■ **Reading passage**
Is this as silly as I suspect it is, Abby? Or do I need some professional counseling? Please help me decide. -- GETTING NOWHERE IN OXNARD, CALIF.
DEAR GETTING NOWHERE: I'm pleased to help -- and in doing so I can save you $499.67. I don't need a crystal ball to see that unless Phyllis is offering a double-your-money-back guarantee along with her spiritual cleansing, she's trying to take you to the cleaners. You don't need spiritual cleansing or professional counseling. You appear to be completely in touch with reality.
After five years, Johnny should know whether or not he wants to settle down with you. If he refuses to make a commitment, face it -- you and he have very different goals. If it's marriage you want, he may not be your soulmate after all. That's not a black cloud over your head; that's life.
Consider this: Life is a series of new beginnings, and new beginnings are positive. If you lack the faith to believe it, talk to some members of the clergy. Faith is their business.
DEAR ABBY: Each year, I am grateful for the many blessings in my life, especially during the year-end holidays. However, I have one problem that plagues me every Christmas. Two female relatives criticize my food preparation, my decorating choices, my clothing, my appearance, my child-rearing practices and my choice of gifts.
Because tradition dictates that family be included in our Christmas celebrations, I feel I must include them each year. However, I would like to stop them from being critical. They are both from an older generation, and I don't want to appear disrespectful. How can I tell them next year without offending them? -- FRUSTRATED IN SOUTH CAROLINA
DEAR FRUSTRATED: You can't -- because hypercritical people are also usually hypersensitive when criticism is reflected back at them. I offer this bit of advice instead: Just because a jackass brays doesn't mean you have to listen. Tune them out.

■ **Required task A**
Return the part of the advice column between "Because tradition dictates" and "Tune them out.", inclusive.
■ **Required task B**
Answer these questions about the advice column:
(i) How much money does the columnist say she can save the letter writer from Oxnard?
(ii) After how many years does the columnist say Johnny should know whether he wants to settle down?
(iii) What state does the writer signed FRUSTRATED come from?
The data that comes after the advice column is from a different source.

■ **Source excerpt**
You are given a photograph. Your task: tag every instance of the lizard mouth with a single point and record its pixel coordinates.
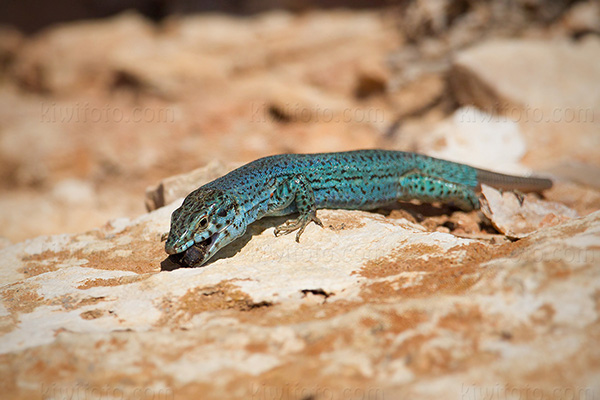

■ **Exercise output A**
Because tradition dictates that family be included in our Christmas celebrations, I feel I must include them each year. However, I would like to stop them from being critical. They are both from an older generation, and I don't want to appear disrespectful. How can I tell them next year without offending them? -- FRUSTRATED IN SOUTH CAROLINA
DEAR FRUSTRATED: You can't -- because hypercritical people are also usually hypersensitive when criticism is reflected back at them. I offer this bit of advice instead: Just because a jackass brays doesn't mean you have to listen. Tune them out.

■ **Exercise output B**
(i) $499.67
(ii) Five years
(iii) South Carolina